Her shoulders go up in a rapid shrug. “He was just mad,” she said.
A neighbor sometimes fed her hot meals and sent her home with snacks. “I’d get crackers, raisins and pop,” she said.
Attempts by a cousin to visit Mary Lou were rejected, and neighbors became concerned after seeing her wandering the rural highway. Eventually, a neighbor contacted authorities, and Adult Protective Services began an investigation. But the decision whether to leave was left to Mary Lou.
“The caseworker told Mary Lou that, if she felt her life was in danger, she should leave,” Virginia Steff said. “Carl and I had told her that she could always come and live with us. We told her that seven years ago.”
Making the move
The night of Oct. 8, Mary Lou slipped through the darkness to the neighbor who had fed her meals and snacks, and asked if she would make a phone call. The neighbor dialed the number and handed the phone to Mary Lou.
“Is Carl there?” she asked.
Not quite familiar with the voice that kept asking for her husband, Virginia Steff answered: “ ‘He’s out in the barn.’ ”
“ ‘I come live with you. I come live with you,’ ” the voice said.
Suddenly Virginia realized it was Mary Lou.
“I said, ‘Yes, but we have to do this legal. We have to call someone.’ Mary Lou said she had a phone number for the caseworker, and she gave it to the neighbor to give to me. It was on a piece of paper,” Virginia Steff said.
Two nights later, a caseworker and three Erie County sheriff’s deputies arrived at the farm and informed Mary Lou’s brother that she was leaving. A legal process had been started to transfer guardianship to Carl and Virginia Steff.
With just the clothes on her back and a few prized possessions Mary Lou climbed into her nephew’s pickup for a 15-minute ride to the other side of Springville.
Once there, the Steffs realized Mary Lou was suffering from medical problems.

● **Questions to answer**:
1/ Retype the passage from the excerpt about Mary Lou's move, starting with "A neighbor sometimes" and going on through "left to Mary Lou.".
2/ In the excerpt about Mary Lou's move, who arrived at the farm two nights after her phone call?

● **Recorded data**:
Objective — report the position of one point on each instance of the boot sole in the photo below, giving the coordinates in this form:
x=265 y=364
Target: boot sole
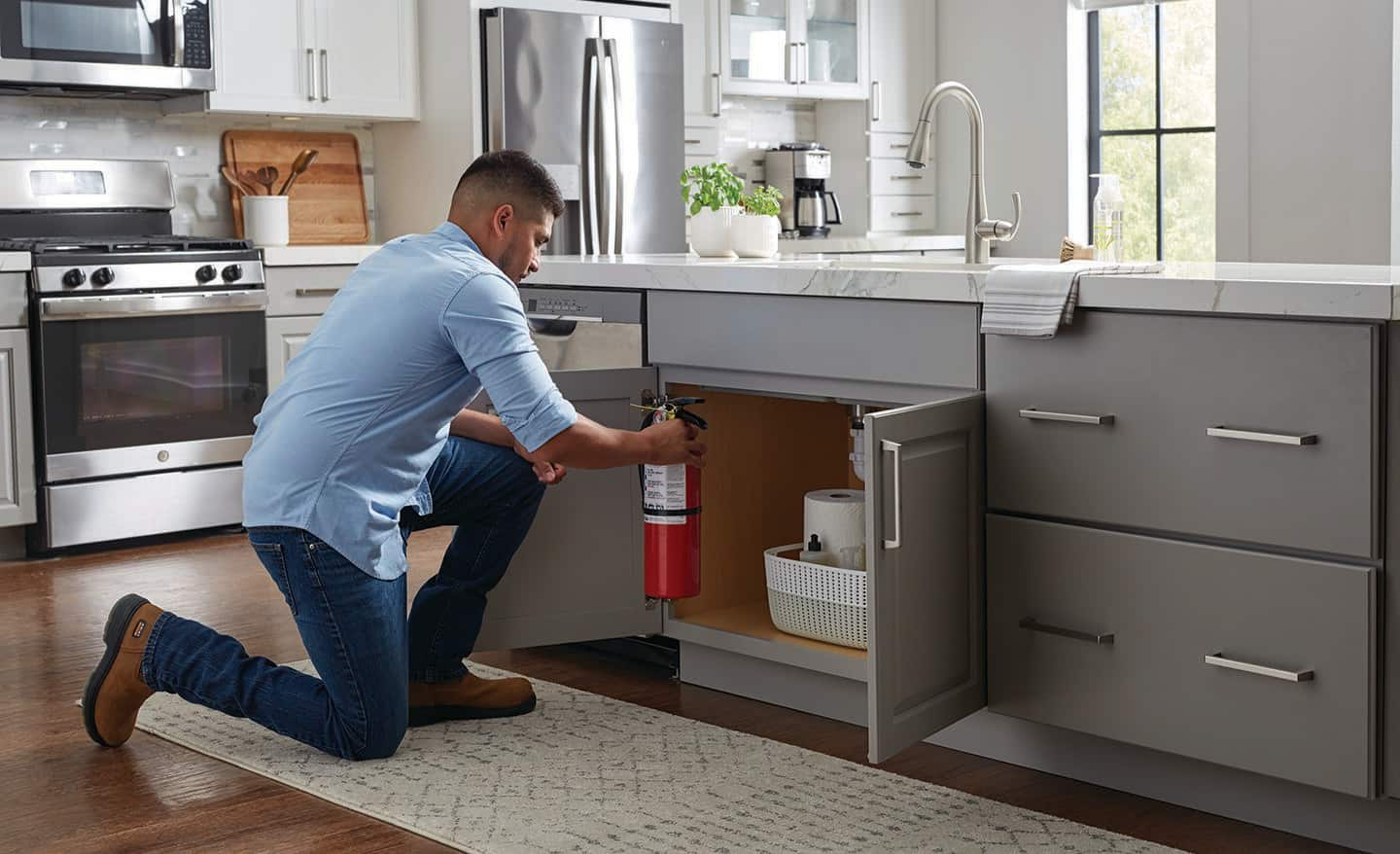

● **Problem solutions**:
1/
A neighbor sometimes fed her hot meals and sent her home with snacks. “I’d get crackers, raisins and pop,” she said.
Attempts by a cousin to visit Mary Lou were rejected, and neighbors became concerned after seeing her wandering the rural highway. Eventually, a neighbor contacted authorities, and Adult Protective Services began an investigation. But the decision whether to leave was left to Mary Lou.

2/ A caseworker and three Erie County sheriff's deputies.